### Task instructions
Please rewrite every one of the lines below, putting "My team lead" wherever "My supervisor" appears and keeping everything else the same.

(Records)
((

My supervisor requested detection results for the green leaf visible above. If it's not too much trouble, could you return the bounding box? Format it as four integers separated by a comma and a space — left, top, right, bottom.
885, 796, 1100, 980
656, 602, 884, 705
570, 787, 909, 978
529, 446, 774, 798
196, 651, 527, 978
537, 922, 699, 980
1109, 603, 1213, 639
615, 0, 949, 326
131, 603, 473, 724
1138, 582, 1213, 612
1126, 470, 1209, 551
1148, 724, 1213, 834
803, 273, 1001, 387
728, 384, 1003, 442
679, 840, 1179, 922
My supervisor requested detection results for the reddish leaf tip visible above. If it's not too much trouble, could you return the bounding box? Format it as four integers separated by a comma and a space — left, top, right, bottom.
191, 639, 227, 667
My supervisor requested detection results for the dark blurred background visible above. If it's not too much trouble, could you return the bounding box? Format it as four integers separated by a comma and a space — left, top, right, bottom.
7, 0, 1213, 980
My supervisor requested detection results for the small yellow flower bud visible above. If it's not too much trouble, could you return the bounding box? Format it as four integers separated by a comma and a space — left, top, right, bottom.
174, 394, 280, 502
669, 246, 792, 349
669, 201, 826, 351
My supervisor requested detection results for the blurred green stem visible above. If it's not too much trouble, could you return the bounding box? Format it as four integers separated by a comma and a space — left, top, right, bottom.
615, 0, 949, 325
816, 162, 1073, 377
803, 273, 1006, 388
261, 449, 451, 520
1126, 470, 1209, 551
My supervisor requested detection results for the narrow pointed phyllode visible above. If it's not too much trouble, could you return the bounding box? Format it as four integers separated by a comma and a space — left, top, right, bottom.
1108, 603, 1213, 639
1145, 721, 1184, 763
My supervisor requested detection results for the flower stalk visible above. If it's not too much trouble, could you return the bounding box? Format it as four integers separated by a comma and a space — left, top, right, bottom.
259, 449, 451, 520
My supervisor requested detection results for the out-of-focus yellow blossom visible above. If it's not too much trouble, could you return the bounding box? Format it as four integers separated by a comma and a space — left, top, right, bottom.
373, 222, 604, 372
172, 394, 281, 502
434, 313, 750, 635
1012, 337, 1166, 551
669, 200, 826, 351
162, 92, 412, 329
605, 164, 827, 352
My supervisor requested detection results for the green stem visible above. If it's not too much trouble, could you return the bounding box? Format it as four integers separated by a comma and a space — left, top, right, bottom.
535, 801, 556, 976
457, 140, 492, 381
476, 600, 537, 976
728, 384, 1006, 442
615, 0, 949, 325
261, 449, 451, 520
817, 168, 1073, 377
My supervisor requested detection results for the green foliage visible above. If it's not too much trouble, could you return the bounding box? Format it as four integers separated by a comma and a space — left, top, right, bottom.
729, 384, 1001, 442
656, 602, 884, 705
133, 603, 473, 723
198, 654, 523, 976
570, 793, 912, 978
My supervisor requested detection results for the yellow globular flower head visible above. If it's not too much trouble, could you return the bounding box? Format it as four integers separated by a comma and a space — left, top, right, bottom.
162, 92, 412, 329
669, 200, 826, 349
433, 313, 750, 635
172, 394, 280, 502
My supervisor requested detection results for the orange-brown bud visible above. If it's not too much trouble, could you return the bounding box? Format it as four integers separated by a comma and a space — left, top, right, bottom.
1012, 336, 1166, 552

))

### Exercise result
My team lead requested detection results for the green leaf visible above. If it's not too much trouble, could you return the bounding box? Format it as four integers separated by a comma and a space — left, top, right, bottom.
885, 796, 1100, 980
656, 602, 884, 705
570, 787, 909, 978
529, 446, 774, 798
196, 651, 527, 978
537, 922, 699, 980
1109, 603, 1213, 639
615, 0, 949, 326
131, 603, 473, 724
1138, 582, 1213, 612
1126, 470, 1209, 551
1148, 724, 1213, 834
803, 273, 1001, 387
728, 384, 1003, 442
679, 840, 1179, 922
My team lead requested detection results for the reddish leaf tip visible above. If it's not too much trouble, could you return the bounding box? Format it as four integers separated by a comma and a space — left, top, right, bottom.
191, 639, 227, 667
My team lead requested detection results for the dark blurred background visible above. If it's not too much trouble, could you return the bounding box? Format it as four integers separated by a comma and a space — left, top, right, bottom.
7, 0, 1213, 980
My team lead requested detection results for the small yellow flower bud visible above. If it's not too much trouble, could you return the bounding box? Format it as four integers separated by a comma and a space — left, top, right, bottom.
174, 394, 280, 502
669, 246, 792, 349
669, 201, 826, 351
My team lead requested detection results for the blurred green stem visible above. If it's not too much trouble, could you return the bounding box? Format it as four integers separated by a comma and a space — left, top, right, bottom.
615, 0, 949, 325
816, 162, 1073, 377
803, 273, 1006, 388
261, 449, 451, 520
1126, 470, 1209, 551
My team lead requested detection results for the narrow pointed phyllode visible above. If it's not too much trouble, could you return the bounding box? Format it as four integers separated by a comma and a space — left, top, right, bottom.
1108, 603, 1213, 639
1145, 721, 1184, 763
My team lead requested detection results for the flower stalk visible above. If it's not too much trouble, could you return the bounding box? Format it as four integers separated by a comma and a space — left, top, right, bottom.
259, 449, 451, 520
My team lead requested detection results for the out-of-focus yellow blossom visible above. If it's not too much trouble, could you return the bounding box? Format it as four integers separated by a comma and a space — left, top, right, bottom.
373, 222, 604, 372
172, 394, 281, 502
434, 313, 750, 635
1012, 337, 1166, 551
669, 200, 826, 351
162, 92, 412, 329
605, 164, 827, 352
My team lead requested detection results for the green stem visible above. If it's not too much trouble, could you return the bounding box? Format it as four integers separated by a comma and a space — left, top, right, bottom.
535, 801, 556, 976
457, 140, 492, 381
476, 600, 537, 976
728, 384, 1006, 442
615, 0, 949, 325
261, 449, 451, 520
817, 168, 1073, 377
My team lead requested detection results for the green foliage visible above. If it's not too much trouble, could you return the bounding box? Format it as four integers separated by a comma and a space — left, top, right, bottom.
729, 384, 1001, 442
656, 602, 884, 705
133, 603, 473, 723
198, 654, 523, 976
570, 793, 912, 978
My team lead requested detection results for the yellow globular flower head visible above. If it's not too much trouble, could you return the bounding box? Format it as four integers separated by a comma and a space — left, top, right, bottom.
162, 92, 412, 329
669, 200, 826, 349
433, 313, 750, 635
172, 394, 280, 502
My team lead requested detection results for the orange-brown bud visible above. If it's not too much trouble, could you return the bounding box? Format it as four integers separated by a comma and a space — left, top, right, bottom.
1012, 336, 1166, 552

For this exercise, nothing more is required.